> Brief
Search the records below for the word "task". Copy each line where it occurs.
#### Dataset records
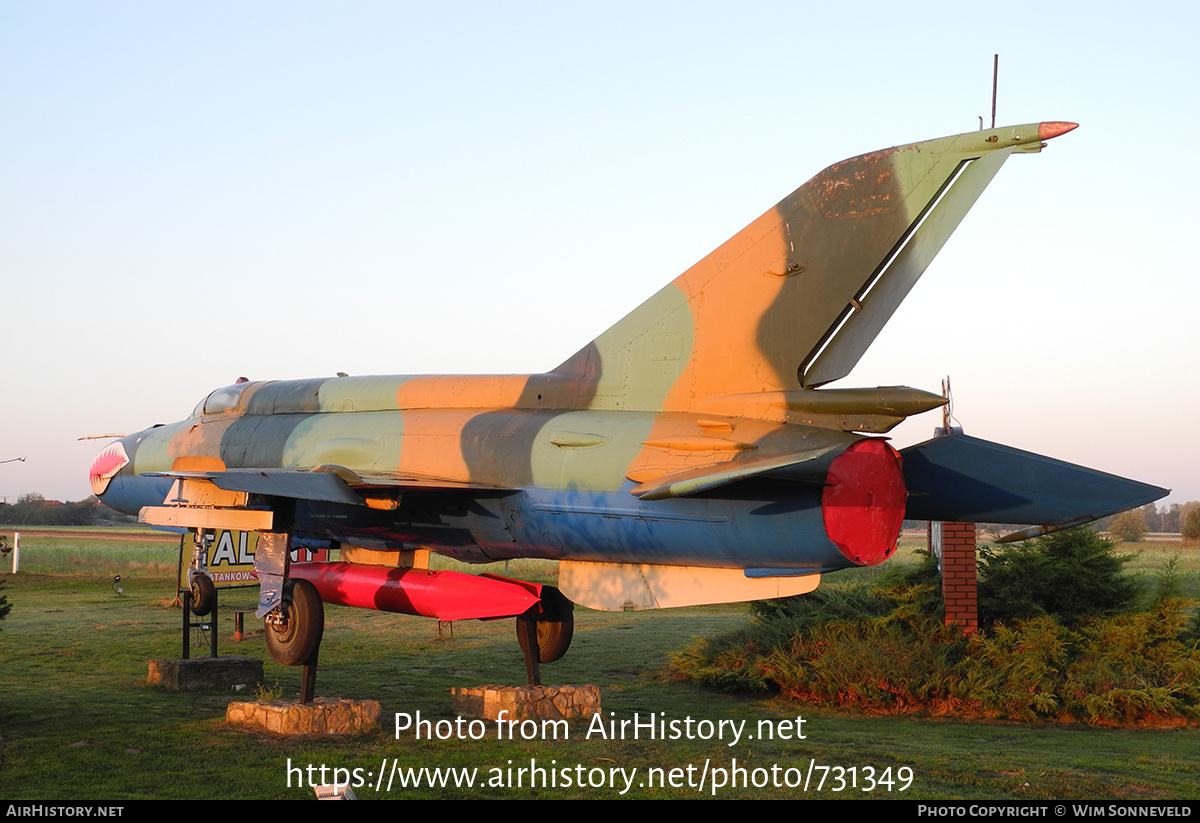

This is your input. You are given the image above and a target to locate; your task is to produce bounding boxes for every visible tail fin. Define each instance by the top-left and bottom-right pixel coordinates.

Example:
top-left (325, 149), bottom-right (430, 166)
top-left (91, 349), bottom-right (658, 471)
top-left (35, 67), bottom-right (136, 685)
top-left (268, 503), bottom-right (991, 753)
########
#### Dataset records
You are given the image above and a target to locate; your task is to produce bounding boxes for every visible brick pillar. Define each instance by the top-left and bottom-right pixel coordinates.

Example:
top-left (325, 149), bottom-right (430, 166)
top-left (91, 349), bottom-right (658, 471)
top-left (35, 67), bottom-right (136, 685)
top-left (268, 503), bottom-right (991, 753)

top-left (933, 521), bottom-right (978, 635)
########
#### Dataset records
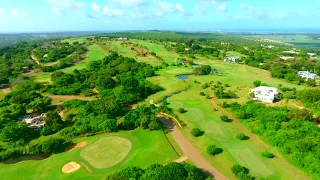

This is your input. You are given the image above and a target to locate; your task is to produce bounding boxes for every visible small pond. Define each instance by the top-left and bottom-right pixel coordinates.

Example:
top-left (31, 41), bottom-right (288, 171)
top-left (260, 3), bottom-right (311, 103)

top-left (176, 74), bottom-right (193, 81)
########
> Exercise solution
This is your input. You are given the image above and a target to locate; your task is to produce bounding boxes for every visible tail fin. Define each instance by the top-left and bottom-right pixel coordinates.
You are given the image above and a target to locate; your task is to produce bounding boxes for every visible brick pillar. Define each instance by the top-left and bottom-right pixel coordinates.
This is your input. You are given the image above and a target to locate; your task is to produce bounding boxes for every visible small pond. Define each instance by the top-left and bottom-right pixel coordinates.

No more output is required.